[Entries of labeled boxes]

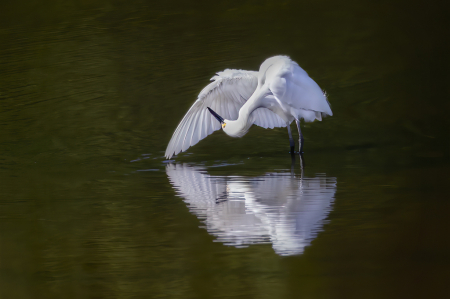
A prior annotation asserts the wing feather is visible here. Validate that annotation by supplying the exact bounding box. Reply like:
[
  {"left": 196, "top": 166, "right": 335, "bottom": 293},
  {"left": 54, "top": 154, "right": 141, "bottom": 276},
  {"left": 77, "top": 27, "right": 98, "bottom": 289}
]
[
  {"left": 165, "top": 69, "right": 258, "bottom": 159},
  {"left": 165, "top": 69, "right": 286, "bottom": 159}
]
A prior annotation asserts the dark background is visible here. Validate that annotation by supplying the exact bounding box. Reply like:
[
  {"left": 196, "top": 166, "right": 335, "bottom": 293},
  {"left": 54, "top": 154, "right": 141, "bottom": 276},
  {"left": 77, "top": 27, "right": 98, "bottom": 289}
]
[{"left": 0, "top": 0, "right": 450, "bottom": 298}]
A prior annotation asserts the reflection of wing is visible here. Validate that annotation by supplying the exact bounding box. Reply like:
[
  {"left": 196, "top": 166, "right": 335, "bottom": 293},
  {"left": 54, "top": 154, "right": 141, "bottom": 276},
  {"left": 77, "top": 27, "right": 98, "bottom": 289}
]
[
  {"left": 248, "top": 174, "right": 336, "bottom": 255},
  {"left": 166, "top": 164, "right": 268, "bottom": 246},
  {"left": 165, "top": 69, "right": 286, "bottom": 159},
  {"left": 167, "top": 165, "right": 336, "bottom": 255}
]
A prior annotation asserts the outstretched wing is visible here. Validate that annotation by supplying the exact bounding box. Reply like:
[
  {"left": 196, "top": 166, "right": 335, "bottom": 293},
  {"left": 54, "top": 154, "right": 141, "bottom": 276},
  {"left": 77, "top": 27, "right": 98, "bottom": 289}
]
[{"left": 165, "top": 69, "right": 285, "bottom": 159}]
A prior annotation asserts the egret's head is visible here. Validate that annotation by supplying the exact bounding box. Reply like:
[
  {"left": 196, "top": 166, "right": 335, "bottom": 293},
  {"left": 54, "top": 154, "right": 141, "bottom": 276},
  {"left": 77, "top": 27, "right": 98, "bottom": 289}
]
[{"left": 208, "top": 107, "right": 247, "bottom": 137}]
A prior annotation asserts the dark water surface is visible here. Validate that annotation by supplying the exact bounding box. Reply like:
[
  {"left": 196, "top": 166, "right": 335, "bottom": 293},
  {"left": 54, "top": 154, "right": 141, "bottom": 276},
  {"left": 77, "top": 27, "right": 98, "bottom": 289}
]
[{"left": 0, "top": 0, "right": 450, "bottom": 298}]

==

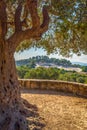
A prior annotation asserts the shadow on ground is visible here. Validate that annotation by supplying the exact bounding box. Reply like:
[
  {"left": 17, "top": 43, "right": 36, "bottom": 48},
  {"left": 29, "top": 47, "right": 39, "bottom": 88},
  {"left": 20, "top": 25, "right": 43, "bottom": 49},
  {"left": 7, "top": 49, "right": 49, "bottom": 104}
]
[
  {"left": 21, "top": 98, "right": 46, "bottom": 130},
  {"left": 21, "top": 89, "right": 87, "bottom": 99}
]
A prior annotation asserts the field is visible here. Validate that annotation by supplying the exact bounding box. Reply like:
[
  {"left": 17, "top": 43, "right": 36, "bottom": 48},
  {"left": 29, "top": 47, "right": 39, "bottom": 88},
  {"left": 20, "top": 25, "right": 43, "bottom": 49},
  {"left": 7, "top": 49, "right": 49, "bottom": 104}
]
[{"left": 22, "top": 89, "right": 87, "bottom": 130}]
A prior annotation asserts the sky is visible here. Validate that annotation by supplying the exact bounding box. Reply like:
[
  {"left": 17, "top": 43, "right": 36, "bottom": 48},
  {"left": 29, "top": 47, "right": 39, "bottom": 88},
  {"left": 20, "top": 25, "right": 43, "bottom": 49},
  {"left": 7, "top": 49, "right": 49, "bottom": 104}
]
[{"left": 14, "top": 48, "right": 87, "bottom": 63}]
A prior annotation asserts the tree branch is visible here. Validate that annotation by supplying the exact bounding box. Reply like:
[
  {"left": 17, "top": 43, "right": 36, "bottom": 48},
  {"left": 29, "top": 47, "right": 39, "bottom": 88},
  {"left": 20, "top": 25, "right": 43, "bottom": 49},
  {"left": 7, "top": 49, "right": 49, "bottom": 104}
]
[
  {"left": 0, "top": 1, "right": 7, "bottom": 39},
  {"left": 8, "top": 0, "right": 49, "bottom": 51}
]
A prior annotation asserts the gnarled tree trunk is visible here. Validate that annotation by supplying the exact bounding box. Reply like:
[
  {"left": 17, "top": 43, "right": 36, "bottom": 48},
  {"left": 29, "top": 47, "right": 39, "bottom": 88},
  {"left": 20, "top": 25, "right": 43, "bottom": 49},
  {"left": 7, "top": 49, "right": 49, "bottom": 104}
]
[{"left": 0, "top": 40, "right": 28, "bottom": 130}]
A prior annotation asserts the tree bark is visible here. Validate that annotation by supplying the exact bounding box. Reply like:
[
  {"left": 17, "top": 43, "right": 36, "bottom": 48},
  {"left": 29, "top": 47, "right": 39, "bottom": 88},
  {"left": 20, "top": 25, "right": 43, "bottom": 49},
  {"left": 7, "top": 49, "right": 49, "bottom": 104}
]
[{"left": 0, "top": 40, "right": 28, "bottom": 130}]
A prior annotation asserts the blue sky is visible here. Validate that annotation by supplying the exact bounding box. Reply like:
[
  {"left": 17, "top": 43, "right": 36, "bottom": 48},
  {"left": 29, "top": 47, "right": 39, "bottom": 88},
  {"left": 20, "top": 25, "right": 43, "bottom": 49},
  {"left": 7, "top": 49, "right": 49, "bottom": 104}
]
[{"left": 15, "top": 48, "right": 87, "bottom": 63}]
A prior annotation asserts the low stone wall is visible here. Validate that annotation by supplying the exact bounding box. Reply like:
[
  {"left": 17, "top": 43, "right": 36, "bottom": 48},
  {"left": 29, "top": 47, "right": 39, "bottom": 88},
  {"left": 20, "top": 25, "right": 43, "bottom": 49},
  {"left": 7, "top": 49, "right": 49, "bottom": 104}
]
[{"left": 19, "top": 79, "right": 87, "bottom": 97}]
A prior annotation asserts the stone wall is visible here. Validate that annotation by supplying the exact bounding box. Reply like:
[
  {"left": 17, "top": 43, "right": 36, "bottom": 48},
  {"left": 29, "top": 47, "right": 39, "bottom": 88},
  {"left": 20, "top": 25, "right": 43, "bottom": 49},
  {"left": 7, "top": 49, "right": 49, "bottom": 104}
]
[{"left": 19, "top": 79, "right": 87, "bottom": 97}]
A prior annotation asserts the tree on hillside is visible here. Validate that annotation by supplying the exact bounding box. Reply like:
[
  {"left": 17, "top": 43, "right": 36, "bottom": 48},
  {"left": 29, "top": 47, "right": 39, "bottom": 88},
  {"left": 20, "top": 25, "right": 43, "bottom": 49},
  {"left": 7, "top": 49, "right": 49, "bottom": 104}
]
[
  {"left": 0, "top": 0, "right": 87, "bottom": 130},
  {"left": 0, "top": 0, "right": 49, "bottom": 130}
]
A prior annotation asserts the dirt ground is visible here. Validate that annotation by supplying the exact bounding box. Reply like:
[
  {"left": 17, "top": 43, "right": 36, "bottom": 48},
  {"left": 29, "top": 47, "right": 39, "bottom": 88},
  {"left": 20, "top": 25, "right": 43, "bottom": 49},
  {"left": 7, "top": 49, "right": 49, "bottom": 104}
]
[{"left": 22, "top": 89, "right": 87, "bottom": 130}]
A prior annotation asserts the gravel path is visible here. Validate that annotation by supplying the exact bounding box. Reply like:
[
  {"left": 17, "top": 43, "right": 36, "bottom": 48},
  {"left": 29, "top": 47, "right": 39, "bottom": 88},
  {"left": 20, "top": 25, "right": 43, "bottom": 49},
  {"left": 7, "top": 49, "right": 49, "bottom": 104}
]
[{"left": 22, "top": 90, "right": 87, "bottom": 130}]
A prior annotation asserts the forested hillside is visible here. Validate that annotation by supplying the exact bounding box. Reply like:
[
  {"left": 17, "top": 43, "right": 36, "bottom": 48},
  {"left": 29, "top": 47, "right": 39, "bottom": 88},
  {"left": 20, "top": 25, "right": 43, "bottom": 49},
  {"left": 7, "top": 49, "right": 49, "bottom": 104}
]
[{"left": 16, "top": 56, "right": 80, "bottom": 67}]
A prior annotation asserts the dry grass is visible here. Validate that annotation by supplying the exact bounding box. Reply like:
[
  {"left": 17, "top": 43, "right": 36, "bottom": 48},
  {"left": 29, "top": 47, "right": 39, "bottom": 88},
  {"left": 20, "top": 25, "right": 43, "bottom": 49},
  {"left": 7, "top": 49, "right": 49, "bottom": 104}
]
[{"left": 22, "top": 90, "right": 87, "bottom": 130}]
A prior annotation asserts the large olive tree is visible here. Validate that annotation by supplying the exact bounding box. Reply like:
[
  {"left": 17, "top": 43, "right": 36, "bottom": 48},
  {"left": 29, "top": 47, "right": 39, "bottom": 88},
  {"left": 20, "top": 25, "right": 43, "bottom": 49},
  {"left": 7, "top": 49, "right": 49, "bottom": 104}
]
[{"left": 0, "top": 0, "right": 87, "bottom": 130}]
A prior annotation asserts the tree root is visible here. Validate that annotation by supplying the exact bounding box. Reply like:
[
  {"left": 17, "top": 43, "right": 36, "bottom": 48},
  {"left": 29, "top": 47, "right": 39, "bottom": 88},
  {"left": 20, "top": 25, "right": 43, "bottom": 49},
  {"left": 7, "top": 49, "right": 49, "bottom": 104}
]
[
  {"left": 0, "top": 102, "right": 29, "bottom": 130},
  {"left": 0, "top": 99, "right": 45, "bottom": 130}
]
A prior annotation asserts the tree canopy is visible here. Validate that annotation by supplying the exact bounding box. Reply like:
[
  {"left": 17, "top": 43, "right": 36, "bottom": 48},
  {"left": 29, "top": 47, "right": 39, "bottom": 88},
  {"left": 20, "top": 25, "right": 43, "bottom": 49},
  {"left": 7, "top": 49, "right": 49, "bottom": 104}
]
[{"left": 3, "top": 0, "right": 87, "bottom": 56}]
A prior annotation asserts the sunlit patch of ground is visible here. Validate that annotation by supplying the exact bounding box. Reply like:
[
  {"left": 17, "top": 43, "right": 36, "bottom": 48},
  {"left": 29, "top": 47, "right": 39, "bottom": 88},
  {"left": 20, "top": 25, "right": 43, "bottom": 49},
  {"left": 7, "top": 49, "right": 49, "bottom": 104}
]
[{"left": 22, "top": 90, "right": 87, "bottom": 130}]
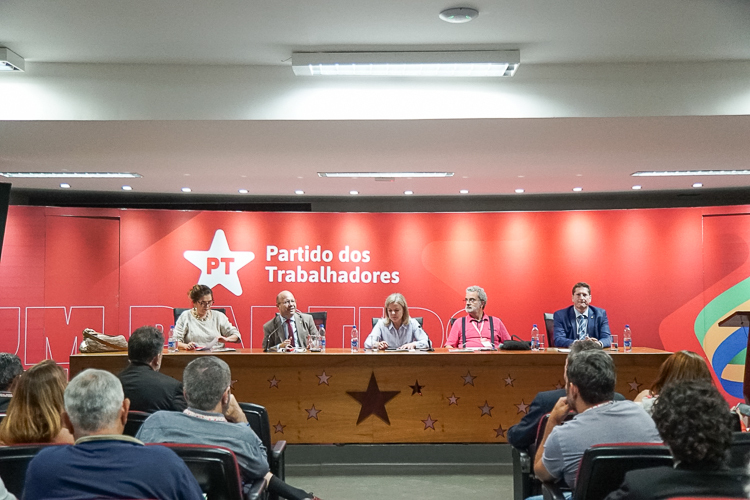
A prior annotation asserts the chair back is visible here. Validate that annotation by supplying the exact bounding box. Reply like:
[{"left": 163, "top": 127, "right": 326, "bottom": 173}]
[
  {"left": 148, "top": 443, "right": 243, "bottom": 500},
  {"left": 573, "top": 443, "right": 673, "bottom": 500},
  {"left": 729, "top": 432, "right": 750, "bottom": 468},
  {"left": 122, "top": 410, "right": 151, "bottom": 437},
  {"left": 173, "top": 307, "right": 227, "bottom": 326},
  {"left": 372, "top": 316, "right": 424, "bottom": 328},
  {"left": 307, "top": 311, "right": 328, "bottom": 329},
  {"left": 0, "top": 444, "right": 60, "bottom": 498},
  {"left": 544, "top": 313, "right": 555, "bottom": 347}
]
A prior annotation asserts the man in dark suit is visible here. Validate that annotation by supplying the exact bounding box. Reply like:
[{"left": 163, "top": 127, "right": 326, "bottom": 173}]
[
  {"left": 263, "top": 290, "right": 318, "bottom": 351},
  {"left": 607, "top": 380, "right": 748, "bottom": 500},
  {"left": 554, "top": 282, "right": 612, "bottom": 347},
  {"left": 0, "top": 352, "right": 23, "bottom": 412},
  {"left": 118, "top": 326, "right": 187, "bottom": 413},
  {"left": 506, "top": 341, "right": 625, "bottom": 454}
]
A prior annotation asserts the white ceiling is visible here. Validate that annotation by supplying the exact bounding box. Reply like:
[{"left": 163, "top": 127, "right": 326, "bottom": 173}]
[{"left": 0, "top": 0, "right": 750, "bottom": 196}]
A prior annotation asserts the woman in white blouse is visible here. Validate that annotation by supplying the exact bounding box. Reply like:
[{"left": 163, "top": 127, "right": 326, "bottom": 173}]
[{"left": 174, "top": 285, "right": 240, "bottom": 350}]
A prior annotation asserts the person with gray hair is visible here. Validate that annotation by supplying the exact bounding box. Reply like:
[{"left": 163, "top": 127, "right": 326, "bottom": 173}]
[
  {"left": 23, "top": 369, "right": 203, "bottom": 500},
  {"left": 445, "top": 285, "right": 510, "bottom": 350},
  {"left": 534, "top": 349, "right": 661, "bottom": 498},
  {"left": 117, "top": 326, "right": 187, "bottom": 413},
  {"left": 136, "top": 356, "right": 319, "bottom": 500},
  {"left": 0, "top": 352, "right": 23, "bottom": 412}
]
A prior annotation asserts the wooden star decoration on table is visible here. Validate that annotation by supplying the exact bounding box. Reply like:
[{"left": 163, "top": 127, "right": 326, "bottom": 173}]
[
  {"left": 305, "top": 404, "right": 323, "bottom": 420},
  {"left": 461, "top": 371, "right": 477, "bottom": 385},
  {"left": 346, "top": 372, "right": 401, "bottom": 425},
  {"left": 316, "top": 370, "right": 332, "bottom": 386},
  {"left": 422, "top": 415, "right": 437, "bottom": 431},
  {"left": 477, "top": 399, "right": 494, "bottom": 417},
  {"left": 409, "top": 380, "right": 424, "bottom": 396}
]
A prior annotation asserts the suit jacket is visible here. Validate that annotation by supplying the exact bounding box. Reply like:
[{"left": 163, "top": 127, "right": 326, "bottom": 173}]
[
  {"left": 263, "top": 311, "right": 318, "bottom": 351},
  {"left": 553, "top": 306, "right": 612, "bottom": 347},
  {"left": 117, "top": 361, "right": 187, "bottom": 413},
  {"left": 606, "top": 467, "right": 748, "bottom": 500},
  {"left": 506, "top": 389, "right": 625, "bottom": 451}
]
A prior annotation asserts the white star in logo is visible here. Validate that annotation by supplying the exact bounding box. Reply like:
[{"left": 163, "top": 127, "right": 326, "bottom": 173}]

==

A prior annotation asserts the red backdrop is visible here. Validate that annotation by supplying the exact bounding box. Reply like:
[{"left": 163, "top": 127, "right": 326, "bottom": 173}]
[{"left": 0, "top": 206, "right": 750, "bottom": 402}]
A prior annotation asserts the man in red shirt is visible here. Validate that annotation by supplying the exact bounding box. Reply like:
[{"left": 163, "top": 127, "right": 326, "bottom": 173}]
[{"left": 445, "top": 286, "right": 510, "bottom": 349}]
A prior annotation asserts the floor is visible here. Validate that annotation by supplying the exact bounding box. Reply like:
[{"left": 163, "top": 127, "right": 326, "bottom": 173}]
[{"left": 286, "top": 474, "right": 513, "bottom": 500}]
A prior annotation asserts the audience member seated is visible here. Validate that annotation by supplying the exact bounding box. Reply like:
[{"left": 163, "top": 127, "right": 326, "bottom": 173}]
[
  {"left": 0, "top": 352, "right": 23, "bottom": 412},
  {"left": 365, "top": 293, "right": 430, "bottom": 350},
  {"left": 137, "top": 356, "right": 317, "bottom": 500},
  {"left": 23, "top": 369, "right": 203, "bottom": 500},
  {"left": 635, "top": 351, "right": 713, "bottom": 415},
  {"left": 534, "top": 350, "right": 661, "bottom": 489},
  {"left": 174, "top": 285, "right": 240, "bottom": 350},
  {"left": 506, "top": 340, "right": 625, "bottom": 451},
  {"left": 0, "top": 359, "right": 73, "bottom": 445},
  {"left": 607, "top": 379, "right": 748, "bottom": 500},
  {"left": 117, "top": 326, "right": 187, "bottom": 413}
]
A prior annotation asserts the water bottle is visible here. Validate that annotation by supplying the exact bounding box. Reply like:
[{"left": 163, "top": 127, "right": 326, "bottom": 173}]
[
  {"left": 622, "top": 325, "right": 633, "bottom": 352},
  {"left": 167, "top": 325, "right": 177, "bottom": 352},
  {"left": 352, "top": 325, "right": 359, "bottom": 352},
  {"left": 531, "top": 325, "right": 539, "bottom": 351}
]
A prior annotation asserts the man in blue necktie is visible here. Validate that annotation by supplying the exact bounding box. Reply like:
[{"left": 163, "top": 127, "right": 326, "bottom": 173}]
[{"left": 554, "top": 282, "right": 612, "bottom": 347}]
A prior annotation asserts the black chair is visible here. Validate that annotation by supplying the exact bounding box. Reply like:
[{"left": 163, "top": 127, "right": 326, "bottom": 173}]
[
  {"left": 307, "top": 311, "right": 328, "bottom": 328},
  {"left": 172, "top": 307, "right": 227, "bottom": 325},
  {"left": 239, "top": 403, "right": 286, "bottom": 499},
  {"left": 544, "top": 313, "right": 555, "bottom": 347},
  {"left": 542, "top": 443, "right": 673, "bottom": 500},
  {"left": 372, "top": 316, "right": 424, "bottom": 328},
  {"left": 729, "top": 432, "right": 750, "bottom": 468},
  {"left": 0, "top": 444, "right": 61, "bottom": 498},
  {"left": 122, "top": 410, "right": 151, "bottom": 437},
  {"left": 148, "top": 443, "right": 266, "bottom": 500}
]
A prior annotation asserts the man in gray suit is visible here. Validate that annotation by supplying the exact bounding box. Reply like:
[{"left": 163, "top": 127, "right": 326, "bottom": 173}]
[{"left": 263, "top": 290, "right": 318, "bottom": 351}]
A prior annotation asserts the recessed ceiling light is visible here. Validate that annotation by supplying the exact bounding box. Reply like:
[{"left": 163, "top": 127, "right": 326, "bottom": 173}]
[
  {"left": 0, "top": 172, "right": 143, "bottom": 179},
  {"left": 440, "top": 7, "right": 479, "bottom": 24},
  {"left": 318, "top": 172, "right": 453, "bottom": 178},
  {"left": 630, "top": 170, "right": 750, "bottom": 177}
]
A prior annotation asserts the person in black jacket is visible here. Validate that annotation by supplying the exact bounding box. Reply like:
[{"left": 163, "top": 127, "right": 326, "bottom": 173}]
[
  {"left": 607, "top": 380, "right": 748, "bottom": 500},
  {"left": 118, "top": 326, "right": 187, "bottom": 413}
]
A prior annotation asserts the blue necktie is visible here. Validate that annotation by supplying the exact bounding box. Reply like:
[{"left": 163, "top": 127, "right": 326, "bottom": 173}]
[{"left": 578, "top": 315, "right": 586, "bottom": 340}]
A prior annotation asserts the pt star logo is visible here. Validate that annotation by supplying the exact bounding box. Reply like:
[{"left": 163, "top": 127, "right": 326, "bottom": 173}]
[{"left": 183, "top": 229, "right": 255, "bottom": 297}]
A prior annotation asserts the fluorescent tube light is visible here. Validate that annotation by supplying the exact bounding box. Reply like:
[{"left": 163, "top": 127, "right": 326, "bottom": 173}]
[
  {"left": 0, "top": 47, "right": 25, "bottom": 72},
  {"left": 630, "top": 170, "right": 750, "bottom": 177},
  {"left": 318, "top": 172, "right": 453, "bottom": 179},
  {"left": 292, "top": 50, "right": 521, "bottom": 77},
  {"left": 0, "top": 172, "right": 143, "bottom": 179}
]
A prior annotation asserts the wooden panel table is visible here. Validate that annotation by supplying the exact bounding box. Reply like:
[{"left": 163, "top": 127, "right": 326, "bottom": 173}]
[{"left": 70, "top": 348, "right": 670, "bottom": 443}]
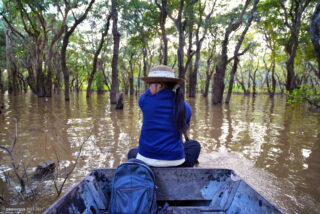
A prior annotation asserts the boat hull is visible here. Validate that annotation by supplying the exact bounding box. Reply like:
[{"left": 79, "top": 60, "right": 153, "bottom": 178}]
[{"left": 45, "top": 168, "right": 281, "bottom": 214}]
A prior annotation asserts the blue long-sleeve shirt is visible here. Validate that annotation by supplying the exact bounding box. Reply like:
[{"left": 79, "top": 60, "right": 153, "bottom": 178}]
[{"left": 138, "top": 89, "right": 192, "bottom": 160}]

What to produce
In the entries above, how many lines contain the word "person"? Reply with the number alone.

Result below
2